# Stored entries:
☆ ☆ ☆ ☆ ☆

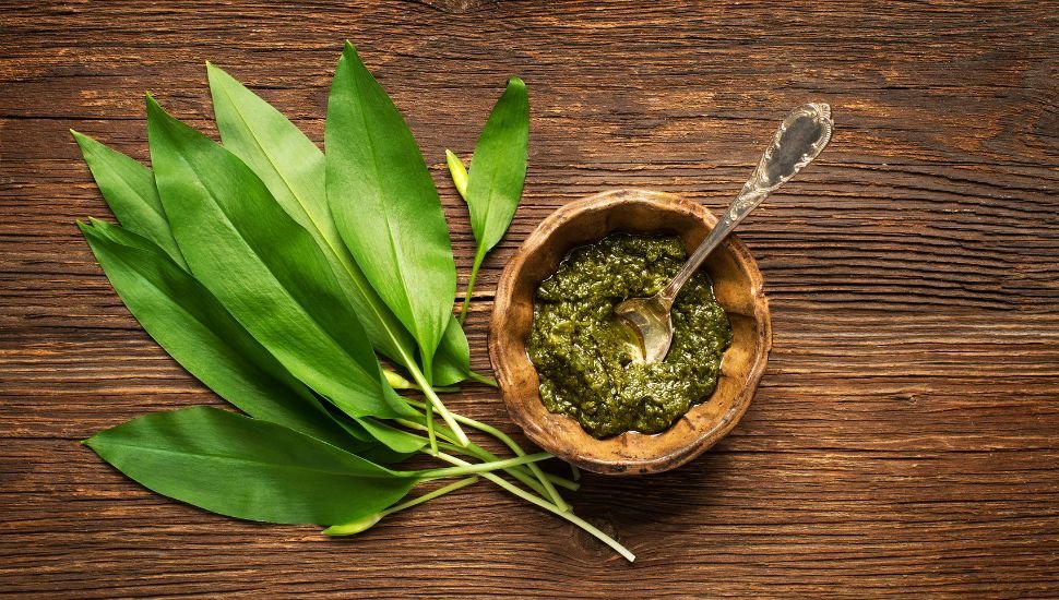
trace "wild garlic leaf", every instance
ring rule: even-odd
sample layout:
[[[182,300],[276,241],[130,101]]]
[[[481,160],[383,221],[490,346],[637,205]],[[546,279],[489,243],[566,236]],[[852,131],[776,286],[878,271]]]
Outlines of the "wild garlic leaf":
[[[297,379],[353,417],[407,413],[311,236],[239,158],[147,98],[158,193],[191,273]]]
[[[471,373],[471,346],[455,316],[449,320],[438,357],[433,361],[433,384],[451,385],[467,379]],[[450,382],[450,383],[445,383]]]
[[[417,482],[282,425],[205,406],[140,417],[85,444],[159,494],[267,523],[348,523]]]
[[[289,119],[224,70],[206,63],[217,130],[225,147],[261,178],[276,202],[320,245],[372,345],[390,359],[413,367],[415,340],[385,305],[346,249],[331,218],[324,185],[324,156]],[[462,331],[459,332],[462,334]],[[466,379],[466,339],[448,333],[438,349],[433,382]]]
[[[99,220],[81,231],[129,312],[189,373],[251,417],[350,448],[312,393],[160,248]]]
[[[463,161],[456,155],[447,155],[449,171],[457,190],[466,179],[466,190],[461,190],[461,195],[467,201],[471,229],[477,241],[467,292],[460,311],[461,323],[467,319],[481,262],[503,237],[519,206],[526,180],[528,144],[530,96],[526,84],[519,77],[512,77],[508,80],[508,88],[492,107],[486,127],[478,136],[471,172],[463,172]]]
[[[122,227],[162,248],[181,267],[187,267],[169,230],[169,221],[158,199],[154,173],[139,160],[70,130],[81,146],[92,177],[104,200]]]
[[[348,41],[331,86],[324,145],[338,233],[416,338],[430,372],[456,287],[449,230],[415,137]]]
[[[526,84],[512,77],[478,136],[467,177],[471,228],[481,256],[497,245],[519,207],[528,145],[530,97]]]

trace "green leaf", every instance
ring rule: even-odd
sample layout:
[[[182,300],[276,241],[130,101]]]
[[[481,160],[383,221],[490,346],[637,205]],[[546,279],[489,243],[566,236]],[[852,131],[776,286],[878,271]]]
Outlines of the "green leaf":
[[[528,144],[530,97],[526,84],[512,77],[481,130],[467,179],[471,228],[483,253],[500,241],[514,217]]]
[[[72,129],[70,133],[81,146],[84,161],[118,223],[153,241],[178,265],[187,267],[169,230],[151,169],[87,135]]]
[[[103,221],[92,224],[81,225],[81,231],[110,285],[181,367],[251,417],[353,449],[353,440],[312,393],[210,290],[150,240]]]
[[[433,364],[433,384],[452,385],[468,377],[471,373],[471,347],[460,322],[453,316],[445,327],[445,335],[438,348]]]
[[[331,86],[324,141],[338,233],[416,338],[429,373],[456,286],[444,213],[415,137],[348,41]]]
[[[417,482],[414,473],[211,407],[140,417],[85,444],[159,494],[269,523],[349,523],[390,506]]]
[[[400,364],[415,367],[415,341],[372,289],[331,218],[323,153],[283,113],[235,77],[210,63],[206,70],[225,147],[253,169],[283,209],[312,235],[372,345]],[[466,379],[469,363],[461,362],[459,338],[447,336],[438,351],[439,362],[444,363],[435,367],[435,382],[450,385]]]
[[[147,97],[158,193],[201,281],[309,387],[353,417],[408,411],[312,237],[239,158]],[[392,392],[392,391],[391,391]]]
[[[467,319],[481,261],[503,237],[519,206],[526,180],[528,145],[530,96],[526,84],[519,77],[512,77],[508,80],[508,88],[492,107],[486,127],[478,136],[467,176],[464,199],[471,211],[471,228],[478,248],[467,278],[467,292],[460,311],[461,322]],[[453,169],[451,161],[449,168]]]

☆ ☆ ☆ ☆ ☆

# Exercise details:
Leaving out the pictures, repeat the data above exactly.

# Answer:
trace "wild garlic leaf", every instance
ring rule: even-odd
sample layout:
[[[182,300],[276,241],[130,101]]]
[[[481,160],[383,221],[490,346],[637,205]],[[546,279],[489,243],[566,236]],[[852,131],[776,286],[878,271]]]
Outlines of the "wild garlic leaf":
[[[297,379],[353,417],[407,413],[311,236],[239,158],[147,98],[158,193],[191,273]]]
[[[471,373],[471,346],[455,316],[449,320],[438,357],[433,361],[433,384],[451,385],[467,379]],[[450,382],[450,383],[445,383]]]
[[[417,482],[282,425],[205,406],[140,417],[85,444],[159,494],[267,523],[348,523]]]
[[[289,119],[224,70],[206,63],[217,130],[225,147],[261,178],[276,202],[320,245],[372,345],[390,359],[413,367],[415,340],[385,305],[346,249],[331,218],[324,185],[324,156]],[[462,331],[459,332],[462,334]],[[466,379],[466,339],[448,333],[438,349],[433,382]]]
[[[99,220],[81,231],[129,312],[189,373],[251,417],[350,448],[312,393],[160,248]]]
[[[463,161],[456,155],[447,155],[449,171],[457,190],[466,179],[466,190],[461,190],[461,195],[467,201],[471,229],[477,241],[467,292],[460,311],[461,323],[467,319],[481,262],[503,237],[519,206],[526,180],[528,144],[530,96],[526,84],[519,77],[512,77],[508,80],[508,88],[492,107],[486,127],[478,136],[471,172],[463,172]]]
[[[122,227],[162,248],[181,267],[187,267],[169,230],[169,221],[158,199],[154,173],[139,160],[70,130],[81,146],[92,177],[104,200]]]
[[[348,41],[331,86],[324,145],[338,233],[416,338],[430,372],[456,287],[449,230],[415,137]]]
[[[526,84],[512,77],[478,136],[467,177],[471,228],[481,256],[497,245],[519,207],[528,145],[530,97]]]

trace "green leaf", every instance
ring rule: even-odd
sample layout:
[[[182,300],[276,241],[130,101]]]
[[[481,160],[383,221],[490,346],[637,205]],[[546,279],[489,243],[566,236]],[[852,131],[776,286],[878,271]]]
Outlines of the "green leaf":
[[[528,144],[530,97],[526,84],[512,77],[481,130],[467,179],[471,228],[483,253],[500,241],[514,217]]]
[[[72,129],[70,133],[81,146],[84,161],[118,223],[153,241],[178,265],[187,267],[169,230],[151,169],[87,135]]]
[[[103,221],[92,224],[81,225],[81,231],[110,285],[181,367],[251,417],[353,449],[353,440],[312,393],[210,290],[150,240]]]
[[[433,364],[433,384],[452,385],[468,377],[471,373],[471,347],[460,322],[453,316],[445,327],[445,335],[438,348]]]
[[[331,86],[324,141],[338,233],[416,338],[429,373],[456,286],[444,213],[415,137],[348,41]]]
[[[417,482],[414,473],[211,407],[140,417],[85,444],[159,494],[269,523],[349,523],[390,506]]]
[[[400,364],[415,367],[415,341],[372,289],[331,218],[323,153],[283,113],[235,77],[210,63],[206,70],[225,147],[253,169],[283,209],[312,235],[372,345]],[[466,379],[469,363],[461,362],[459,338],[447,336],[438,351],[439,362],[444,363],[435,367],[435,382],[450,385]]]
[[[147,97],[158,193],[201,281],[309,387],[353,417],[408,411],[312,237],[239,158]],[[392,392],[392,391],[391,391]]]
[[[467,319],[481,261],[503,237],[519,206],[526,180],[528,145],[530,96],[526,84],[519,77],[512,77],[508,80],[508,88],[492,107],[486,127],[478,136],[467,176],[464,199],[471,211],[471,228],[478,248],[467,278],[467,292],[460,311],[461,322]],[[453,169],[451,161],[449,168]]]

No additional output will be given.